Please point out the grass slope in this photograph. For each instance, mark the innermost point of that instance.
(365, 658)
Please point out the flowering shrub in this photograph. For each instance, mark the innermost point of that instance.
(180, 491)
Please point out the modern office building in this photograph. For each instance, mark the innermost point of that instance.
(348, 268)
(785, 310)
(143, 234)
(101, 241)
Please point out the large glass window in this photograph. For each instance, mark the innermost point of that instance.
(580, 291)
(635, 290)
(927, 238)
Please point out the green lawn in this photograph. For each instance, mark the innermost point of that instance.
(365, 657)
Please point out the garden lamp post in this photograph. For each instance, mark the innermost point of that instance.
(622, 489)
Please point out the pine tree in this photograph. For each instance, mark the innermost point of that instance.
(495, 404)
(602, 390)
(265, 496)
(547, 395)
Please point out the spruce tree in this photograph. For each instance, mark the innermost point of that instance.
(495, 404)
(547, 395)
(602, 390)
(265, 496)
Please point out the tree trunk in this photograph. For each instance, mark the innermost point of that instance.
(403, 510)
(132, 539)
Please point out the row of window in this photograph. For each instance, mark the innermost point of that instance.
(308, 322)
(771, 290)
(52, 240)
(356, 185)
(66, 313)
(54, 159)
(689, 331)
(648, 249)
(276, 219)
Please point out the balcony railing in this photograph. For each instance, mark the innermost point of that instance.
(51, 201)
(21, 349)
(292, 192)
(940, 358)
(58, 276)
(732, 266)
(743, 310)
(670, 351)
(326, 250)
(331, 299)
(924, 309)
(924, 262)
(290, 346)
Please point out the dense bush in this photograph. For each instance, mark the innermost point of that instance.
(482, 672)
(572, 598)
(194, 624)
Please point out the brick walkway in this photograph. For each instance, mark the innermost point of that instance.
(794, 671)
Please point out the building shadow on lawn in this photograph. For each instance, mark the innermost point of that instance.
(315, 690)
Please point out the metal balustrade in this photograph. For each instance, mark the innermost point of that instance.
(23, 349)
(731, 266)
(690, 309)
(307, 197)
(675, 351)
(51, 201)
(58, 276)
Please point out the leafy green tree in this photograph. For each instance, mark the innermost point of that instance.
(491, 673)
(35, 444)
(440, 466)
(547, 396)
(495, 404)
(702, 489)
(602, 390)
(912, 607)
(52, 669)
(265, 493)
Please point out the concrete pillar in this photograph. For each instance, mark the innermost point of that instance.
━━━━
→ **Task goal**: All of the entries should be transcribed exactly as they appear.

→ **Result**:
Please point out the grass slope in this photograph. For each instance, mark the innermost point of that instance.
(365, 658)
Please point out the flowering shrub in this photograph. For each instance, mark the innermost point of that instance.
(180, 491)
Please point out the modern office building in this photograph. For each instance, mark the innermost point of that instance.
(348, 268)
(785, 310)
(143, 234)
(101, 241)
Please point out the large glass window in this photograph. For each instance, mark the innermost point of that instance.
(580, 291)
(635, 290)
(927, 238)
Please point out the green lawn in this photograph. For each instance, mark the innermost point of that instance.
(365, 657)
Please point out the garden lamp post in this photograph. For each instance, mark the innermost point of that instance.
(622, 489)
Please point out the pine tree in this photograph. For each instance, mark the innermost point of that instance.
(495, 404)
(602, 390)
(265, 496)
(547, 395)
Please point out the spruce tree in this photograph. For each instance, mark the innermost point of that instance.
(495, 404)
(547, 395)
(602, 390)
(265, 496)
Please point out the tree trunk in this photograph. For each instance, mark the innermost point of that instance.
(403, 510)
(132, 539)
Please point out the row of window in this photograph. For each instance, mark the innermost point of that instance.
(308, 322)
(771, 290)
(52, 240)
(356, 185)
(66, 313)
(54, 159)
(689, 331)
(648, 249)
(276, 219)
Please point out the balcony railing in this photograph. For each instance, mark the innermost point of that instance.
(51, 201)
(21, 349)
(292, 192)
(940, 358)
(58, 276)
(732, 266)
(743, 310)
(670, 351)
(326, 250)
(331, 299)
(924, 309)
(924, 262)
(290, 346)
Please point out the dense bush in this photograph. For each instance, mark the innermost point of that instance.
(482, 672)
(572, 598)
(194, 624)
Please point out the brick walkway in this photograph. For each instance, mark the innermost point of that instance.
(794, 671)
Please point out the building shadow on lawn in this photograph. For each instance, mark the innermost point of that instance.
(315, 690)
Please point out the metal balustrade in this photograph. For each instance, mark the innermost point of that instance.
(23, 349)
(731, 266)
(690, 309)
(307, 197)
(675, 351)
(51, 201)
(58, 276)
Please point out the leafy green tree in this photograph. For each instance, mark the innermost point of that instance.
(491, 673)
(35, 444)
(440, 466)
(547, 396)
(495, 404)
(702, 489)
(602, 390)
(912, 607)
(52, 669)
(265, 493)
Please point out the concrete pillar in this photograph. For each instance, mark the innermost point of that instance.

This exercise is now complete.